Passage shown
- - - - -
3. Good, regular sleep is incredibly important for people with bipolar disorder. I once had a therapist who said for bipolar disorder, getting enough sleep is more important than taking one's medication!
4. Although racing thoughts and irritability are no fun, the motivation and increased energy that comes with mania can be very appealing. Many people do not want to give their hypomanic states up (hypomania is the type of mania that people with bipolar II experience) and so will not want to take their meds. Hypomania is so appealing, in fact, that many psychiatrists try to keep their patient in a state of slight hypomania, so that they will be productive, motivated, and not terribly depressed.
5. Many famous creative people have bipolar disorder including Robin Williams and Carrie Fisher.
1. ED-NOS includes binge eating disorder; those who restrict, but have not lost enough weight to be anorexic; those who purge, but don't binge, so do not classify as bulimic. Basically it's for those who fall between the cracks of anorexia and bulimia.
2. Therefore, it is almost impossible to tell if someone has an eating disorder by the way they look. Not everyone who is fat has binge eating disorder and not everyone who is very thin is anorexic. Likewise, many people with eating disorders look like they don't have an eating disorder at all (on the surface, anyway).
3. ED-NOS is the most common type of eating disorder.
4. Eating disorders are the mental illness with the highest mortality rate.
5. Fortunately, it is absolutely possible to achieve full recovery from an eating disorder. I know, because I have. I'm going to write another post about that soon.
- - - - -
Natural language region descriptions
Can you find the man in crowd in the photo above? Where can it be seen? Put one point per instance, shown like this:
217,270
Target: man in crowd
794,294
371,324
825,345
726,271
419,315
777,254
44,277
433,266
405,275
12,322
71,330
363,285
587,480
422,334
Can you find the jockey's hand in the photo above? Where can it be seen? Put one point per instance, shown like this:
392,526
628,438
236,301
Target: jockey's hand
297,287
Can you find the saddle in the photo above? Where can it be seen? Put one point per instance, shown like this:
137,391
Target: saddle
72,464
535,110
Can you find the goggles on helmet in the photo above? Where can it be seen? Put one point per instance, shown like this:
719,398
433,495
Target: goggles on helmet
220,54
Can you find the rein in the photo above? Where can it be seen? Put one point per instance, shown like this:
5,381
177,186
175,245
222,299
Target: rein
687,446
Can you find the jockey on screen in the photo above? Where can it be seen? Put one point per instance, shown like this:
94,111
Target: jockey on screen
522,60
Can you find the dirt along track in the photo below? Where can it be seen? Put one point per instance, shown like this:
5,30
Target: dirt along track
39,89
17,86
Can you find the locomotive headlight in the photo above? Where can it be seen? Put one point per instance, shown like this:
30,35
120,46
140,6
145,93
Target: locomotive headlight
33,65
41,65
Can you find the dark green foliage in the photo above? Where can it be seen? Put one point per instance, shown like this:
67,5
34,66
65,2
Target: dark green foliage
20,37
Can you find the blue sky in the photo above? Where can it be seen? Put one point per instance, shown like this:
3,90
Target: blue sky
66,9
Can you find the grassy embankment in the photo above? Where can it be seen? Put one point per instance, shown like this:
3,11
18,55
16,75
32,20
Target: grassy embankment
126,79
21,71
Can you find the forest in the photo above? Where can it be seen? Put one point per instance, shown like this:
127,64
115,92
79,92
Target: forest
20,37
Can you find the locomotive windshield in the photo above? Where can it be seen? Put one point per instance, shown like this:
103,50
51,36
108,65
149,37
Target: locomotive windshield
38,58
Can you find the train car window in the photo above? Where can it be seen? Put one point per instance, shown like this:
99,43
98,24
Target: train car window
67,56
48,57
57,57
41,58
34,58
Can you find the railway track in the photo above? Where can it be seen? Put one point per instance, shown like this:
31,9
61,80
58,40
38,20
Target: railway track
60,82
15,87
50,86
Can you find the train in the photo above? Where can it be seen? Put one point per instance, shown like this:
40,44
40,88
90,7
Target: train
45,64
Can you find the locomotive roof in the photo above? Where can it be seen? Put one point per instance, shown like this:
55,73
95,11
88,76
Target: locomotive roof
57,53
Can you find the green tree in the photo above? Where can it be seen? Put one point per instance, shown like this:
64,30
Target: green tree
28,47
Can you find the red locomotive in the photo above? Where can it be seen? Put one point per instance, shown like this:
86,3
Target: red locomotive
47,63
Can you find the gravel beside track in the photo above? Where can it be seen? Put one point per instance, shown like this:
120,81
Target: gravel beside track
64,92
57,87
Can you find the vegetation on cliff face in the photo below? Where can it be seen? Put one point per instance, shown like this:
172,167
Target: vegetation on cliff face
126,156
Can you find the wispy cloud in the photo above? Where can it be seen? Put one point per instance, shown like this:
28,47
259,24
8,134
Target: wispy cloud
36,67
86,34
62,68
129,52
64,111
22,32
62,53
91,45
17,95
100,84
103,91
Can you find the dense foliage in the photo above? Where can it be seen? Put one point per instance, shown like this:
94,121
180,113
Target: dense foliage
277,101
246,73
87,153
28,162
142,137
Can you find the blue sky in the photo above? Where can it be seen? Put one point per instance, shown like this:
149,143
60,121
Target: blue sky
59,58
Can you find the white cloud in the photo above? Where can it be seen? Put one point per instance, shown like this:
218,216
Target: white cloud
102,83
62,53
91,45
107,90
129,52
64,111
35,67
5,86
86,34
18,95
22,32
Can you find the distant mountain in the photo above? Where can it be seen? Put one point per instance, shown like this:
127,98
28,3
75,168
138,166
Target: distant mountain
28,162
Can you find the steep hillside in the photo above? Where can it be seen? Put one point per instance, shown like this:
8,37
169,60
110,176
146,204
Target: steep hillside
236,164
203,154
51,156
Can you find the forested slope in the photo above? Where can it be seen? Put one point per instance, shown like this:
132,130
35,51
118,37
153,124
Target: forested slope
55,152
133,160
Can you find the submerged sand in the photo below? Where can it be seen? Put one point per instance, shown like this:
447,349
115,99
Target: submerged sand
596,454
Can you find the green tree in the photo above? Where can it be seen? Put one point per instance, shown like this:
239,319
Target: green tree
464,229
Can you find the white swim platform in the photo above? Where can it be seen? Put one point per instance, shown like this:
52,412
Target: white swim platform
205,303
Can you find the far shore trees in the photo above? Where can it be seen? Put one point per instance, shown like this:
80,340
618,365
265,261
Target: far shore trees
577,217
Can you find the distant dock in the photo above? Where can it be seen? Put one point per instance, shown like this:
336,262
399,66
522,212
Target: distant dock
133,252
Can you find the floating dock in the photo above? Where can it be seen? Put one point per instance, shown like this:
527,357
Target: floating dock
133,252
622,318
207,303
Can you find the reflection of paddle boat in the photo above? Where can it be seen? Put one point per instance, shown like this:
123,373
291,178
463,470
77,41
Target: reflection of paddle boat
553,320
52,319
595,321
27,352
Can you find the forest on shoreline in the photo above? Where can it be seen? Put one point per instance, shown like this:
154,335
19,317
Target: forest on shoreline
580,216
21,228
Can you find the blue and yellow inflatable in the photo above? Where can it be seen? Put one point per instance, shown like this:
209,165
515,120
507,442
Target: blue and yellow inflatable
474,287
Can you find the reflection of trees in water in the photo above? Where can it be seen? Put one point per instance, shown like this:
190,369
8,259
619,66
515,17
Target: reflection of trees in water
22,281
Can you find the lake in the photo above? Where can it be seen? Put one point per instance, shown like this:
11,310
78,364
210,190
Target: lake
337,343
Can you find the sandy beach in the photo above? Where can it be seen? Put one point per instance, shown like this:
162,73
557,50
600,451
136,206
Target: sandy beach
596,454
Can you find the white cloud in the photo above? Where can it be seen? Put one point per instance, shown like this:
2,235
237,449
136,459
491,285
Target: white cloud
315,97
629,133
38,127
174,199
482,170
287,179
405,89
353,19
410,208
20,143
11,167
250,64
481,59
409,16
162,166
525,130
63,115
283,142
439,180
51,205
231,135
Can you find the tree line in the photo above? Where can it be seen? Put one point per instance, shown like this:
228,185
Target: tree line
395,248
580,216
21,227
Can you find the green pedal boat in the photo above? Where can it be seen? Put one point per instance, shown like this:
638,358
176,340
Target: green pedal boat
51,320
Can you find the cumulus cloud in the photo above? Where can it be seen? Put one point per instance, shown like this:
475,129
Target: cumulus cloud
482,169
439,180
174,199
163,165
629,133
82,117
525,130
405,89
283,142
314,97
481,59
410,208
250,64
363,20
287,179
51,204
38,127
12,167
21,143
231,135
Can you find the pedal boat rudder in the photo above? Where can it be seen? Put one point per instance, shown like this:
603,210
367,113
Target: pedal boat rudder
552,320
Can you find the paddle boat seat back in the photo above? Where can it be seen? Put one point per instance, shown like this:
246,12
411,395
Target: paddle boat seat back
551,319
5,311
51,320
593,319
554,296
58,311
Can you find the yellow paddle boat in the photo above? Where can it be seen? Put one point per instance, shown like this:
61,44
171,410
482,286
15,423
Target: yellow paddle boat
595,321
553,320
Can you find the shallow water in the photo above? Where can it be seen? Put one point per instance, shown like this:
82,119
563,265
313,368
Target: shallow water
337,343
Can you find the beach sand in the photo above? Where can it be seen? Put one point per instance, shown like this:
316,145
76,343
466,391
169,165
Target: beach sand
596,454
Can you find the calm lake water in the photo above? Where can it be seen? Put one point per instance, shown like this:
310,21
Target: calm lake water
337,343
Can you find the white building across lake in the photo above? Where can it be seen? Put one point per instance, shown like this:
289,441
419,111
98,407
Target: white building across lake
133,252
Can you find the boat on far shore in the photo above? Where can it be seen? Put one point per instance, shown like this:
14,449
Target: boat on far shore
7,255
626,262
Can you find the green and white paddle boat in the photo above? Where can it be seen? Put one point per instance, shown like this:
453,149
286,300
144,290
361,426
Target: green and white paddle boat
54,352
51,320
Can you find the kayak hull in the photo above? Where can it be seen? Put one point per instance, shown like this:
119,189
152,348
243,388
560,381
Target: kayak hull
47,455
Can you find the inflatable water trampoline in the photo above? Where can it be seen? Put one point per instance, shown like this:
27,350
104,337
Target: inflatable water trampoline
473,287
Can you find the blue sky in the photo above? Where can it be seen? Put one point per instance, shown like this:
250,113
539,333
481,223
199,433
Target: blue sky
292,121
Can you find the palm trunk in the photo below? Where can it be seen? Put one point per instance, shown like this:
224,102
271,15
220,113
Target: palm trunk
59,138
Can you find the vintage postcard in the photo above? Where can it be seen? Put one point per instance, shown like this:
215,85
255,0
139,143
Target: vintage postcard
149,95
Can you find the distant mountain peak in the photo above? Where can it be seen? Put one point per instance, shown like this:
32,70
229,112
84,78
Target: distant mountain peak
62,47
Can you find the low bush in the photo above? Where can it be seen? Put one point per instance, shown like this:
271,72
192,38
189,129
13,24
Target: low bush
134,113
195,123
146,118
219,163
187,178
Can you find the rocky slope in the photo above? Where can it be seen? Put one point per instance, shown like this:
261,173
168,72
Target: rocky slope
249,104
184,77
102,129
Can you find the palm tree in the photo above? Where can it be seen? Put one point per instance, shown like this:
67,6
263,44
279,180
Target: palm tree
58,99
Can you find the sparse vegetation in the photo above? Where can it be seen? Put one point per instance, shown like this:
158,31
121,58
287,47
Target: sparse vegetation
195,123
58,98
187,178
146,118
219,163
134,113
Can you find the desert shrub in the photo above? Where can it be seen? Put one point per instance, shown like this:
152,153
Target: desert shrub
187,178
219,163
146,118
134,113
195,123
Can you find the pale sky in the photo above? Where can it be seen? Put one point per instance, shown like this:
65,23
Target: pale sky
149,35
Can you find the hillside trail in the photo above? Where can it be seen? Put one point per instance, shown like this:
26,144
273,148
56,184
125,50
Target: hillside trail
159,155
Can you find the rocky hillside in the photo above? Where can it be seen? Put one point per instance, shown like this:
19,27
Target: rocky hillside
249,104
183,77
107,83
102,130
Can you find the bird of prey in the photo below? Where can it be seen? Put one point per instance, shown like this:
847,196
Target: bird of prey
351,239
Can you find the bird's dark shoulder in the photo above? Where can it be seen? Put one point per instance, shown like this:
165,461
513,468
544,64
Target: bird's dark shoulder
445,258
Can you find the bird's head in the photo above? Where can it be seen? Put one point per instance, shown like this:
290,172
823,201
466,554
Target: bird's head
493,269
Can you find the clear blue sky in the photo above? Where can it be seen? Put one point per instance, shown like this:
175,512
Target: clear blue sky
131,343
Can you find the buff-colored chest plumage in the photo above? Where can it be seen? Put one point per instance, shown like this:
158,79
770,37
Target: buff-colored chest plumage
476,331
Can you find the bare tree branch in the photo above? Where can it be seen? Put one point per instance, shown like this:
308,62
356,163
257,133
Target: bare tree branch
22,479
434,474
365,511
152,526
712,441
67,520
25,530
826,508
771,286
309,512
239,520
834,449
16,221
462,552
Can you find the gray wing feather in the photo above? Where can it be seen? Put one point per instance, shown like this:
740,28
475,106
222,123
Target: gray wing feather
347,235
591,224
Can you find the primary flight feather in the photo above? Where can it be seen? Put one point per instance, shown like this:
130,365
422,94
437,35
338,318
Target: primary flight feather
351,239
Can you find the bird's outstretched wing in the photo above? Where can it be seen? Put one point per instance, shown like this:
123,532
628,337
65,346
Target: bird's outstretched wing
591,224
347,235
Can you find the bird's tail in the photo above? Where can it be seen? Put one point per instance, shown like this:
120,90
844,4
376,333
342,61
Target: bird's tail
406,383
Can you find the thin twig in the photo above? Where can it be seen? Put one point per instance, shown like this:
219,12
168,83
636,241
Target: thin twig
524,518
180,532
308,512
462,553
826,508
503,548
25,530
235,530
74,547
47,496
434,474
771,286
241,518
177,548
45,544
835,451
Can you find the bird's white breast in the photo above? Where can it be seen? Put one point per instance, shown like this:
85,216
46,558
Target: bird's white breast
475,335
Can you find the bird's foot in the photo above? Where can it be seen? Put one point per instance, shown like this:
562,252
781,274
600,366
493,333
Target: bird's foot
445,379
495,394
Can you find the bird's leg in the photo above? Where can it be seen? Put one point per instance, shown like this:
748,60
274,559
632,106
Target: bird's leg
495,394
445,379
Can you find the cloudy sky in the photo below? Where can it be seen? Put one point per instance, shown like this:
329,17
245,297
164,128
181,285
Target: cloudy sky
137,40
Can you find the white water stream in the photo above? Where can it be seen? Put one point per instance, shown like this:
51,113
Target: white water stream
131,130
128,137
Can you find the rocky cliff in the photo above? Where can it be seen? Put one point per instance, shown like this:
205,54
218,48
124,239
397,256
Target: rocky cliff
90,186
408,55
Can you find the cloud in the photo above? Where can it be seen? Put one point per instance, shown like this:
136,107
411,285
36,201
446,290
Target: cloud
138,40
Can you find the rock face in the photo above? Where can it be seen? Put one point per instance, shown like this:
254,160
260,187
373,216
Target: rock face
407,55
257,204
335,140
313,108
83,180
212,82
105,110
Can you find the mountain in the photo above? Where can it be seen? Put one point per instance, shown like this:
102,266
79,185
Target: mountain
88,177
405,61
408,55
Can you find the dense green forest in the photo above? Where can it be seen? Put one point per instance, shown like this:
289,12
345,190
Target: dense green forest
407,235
- - - - -
Exercise
Answer these from the passage on bipolar disorder and eating disorders:
(a) People with which type of bipolar disorder experience hypomania?
(b) Which type of eating disorder is the most common?
(c) Which mental illness has the highest mortality rate?

Completed task
(a) Bipolar II
(b) ED-NOS
(c) Eating disorders